> **REQUIRED WORK**: In the part of the records that opens with the line containing "Phrase: blue ball" and closes at the end of the records, replace "blue" with "navy" and give those lines again with nothing else changed, leaving out the pictures.

> **EXERCISE INPUTS**:

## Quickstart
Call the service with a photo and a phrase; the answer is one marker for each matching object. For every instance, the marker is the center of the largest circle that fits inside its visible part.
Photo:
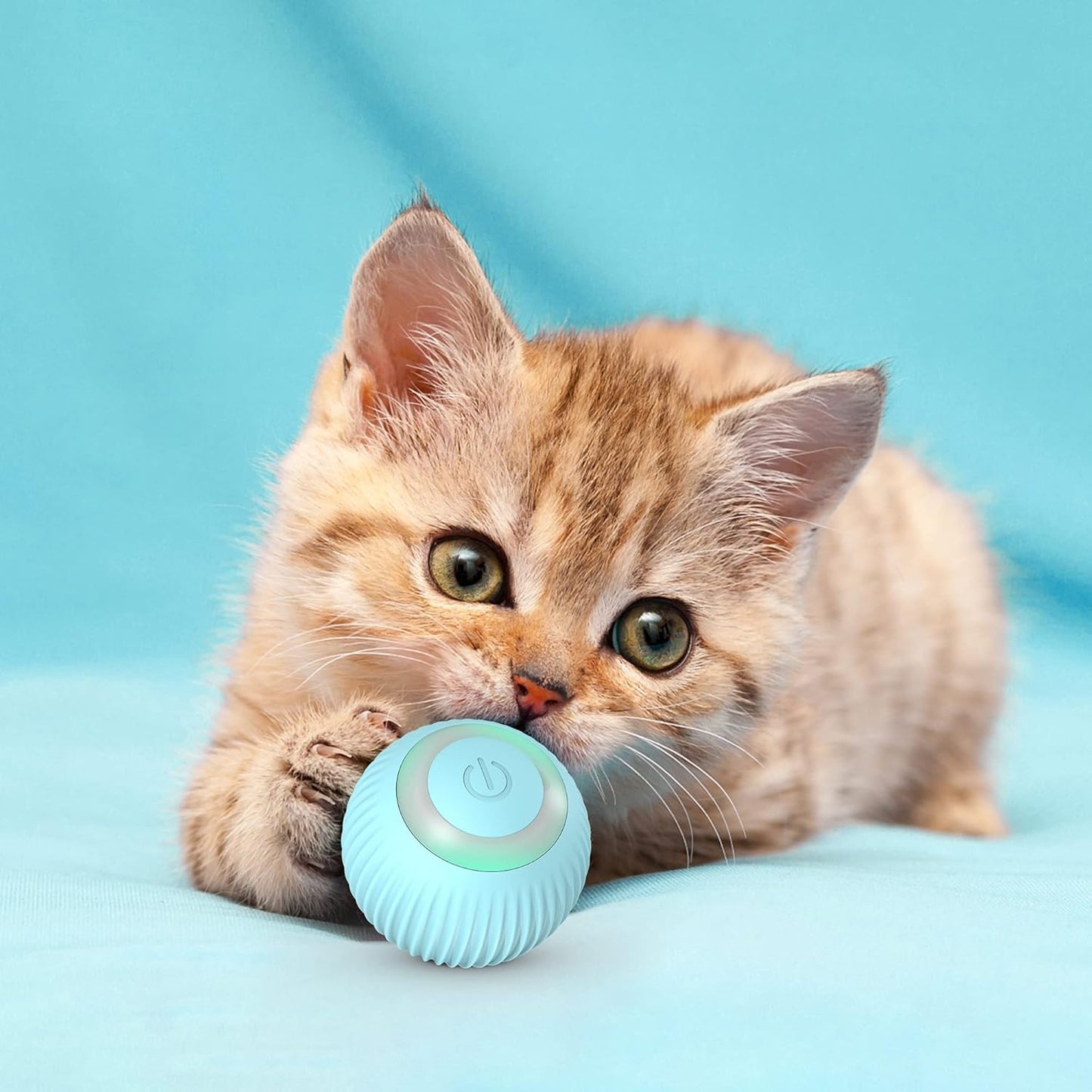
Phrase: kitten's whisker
(679, 758)
(686, 812)
(667, 809)
(691, 728)
(614, 795)
(392, 653)
(599, 784)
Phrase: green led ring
(472, 851)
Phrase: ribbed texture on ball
(444, 913)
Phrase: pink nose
(535, 699)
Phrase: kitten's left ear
(797, 449)
(421, 305)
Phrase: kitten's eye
(652, 635)
(468, 569)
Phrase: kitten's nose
(535, 699)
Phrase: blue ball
(466, 843)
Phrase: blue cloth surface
(184, 193)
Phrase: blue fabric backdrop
(184, 193)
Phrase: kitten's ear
(799, 448)
(419, 304)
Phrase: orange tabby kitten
(664, 552)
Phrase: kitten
(664, 552)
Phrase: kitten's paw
(324, 755)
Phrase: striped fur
(849, 659)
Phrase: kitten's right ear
(421, 311)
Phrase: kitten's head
(564, 534)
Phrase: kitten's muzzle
(537, 698)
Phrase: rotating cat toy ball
(466, 843)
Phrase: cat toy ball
(466, 843)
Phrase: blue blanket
(184, 193)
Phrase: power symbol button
(487, 781)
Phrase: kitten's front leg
(261, 820)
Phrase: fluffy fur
(849, 657)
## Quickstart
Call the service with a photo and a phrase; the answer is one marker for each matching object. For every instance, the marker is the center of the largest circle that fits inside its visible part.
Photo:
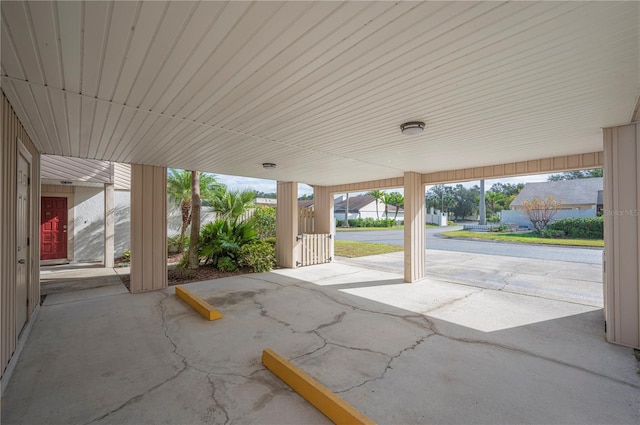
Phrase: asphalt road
(433, 241)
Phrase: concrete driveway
(428, 352)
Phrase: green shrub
(264, 221)
(580, 228)
(553, 234)
(226, 264)
(220, 239)
(258, 256)
(174, 246)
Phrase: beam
(323, 399)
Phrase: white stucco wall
(88, 224)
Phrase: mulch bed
(180, 276)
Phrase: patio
(428, 352)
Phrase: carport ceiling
(320, 88)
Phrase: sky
(268, 186)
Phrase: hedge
(579, 228)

> **TASK RESULT**:
Phrase: navy ball
(466, 843)
Phrase: navy cloth surface
(184, 193)
Phrase: navy fabric backdrop
(184, 193)
Phrase: kitten's ear
(799, 448)
(419, 304)
Phrase: orange tabby kitten
(664, 552)
Phrase: kitten
(664, 552)
Phrase: kitten's paw
(324, 755)
Phrase: striped fur
(849, 659)
Phrase: kitten's right ear
(421, 311)
Phrase: kitten's head
(564, 534)
Phrase: kitten's muzzle
(537, 698)
Phrase: rotating cat toy ball
(466, 843)
Phrase: cat toy ball
(466, 843)
Phrase: navy blanket
(184, 193)
Phrase: power symbol button
(487, 781)
Phrase: kitten's front leg
(261, 820)
Phrase: fluffy fur
(849, 657)
## Quickstart
Call the service with a photo and a phrase; the answer is one marker for each matching object. For every instance, the marker is the center of the largest circle that fits inside its visible part.
Photo:
Phrase: asphalt road
(433, 241)
Phrase: concrete driveway
(428, 352)
Phrase: green shrub
(264, 221)
(580, 228)
(553, 234)
(226, 264)
(220, 239)
(258, 256)
(174, 246)
Phrase: beam
(323, 399)
Phrase: white stucco wall
(88, 224)
Phrase: mulch bed
(180, 276)
Phrase: patio
(428, 352)
Phrase: carport ceiling
(320, 88)
Phrase: sky
(268, 186)
Phrase: hedge
(579, 228)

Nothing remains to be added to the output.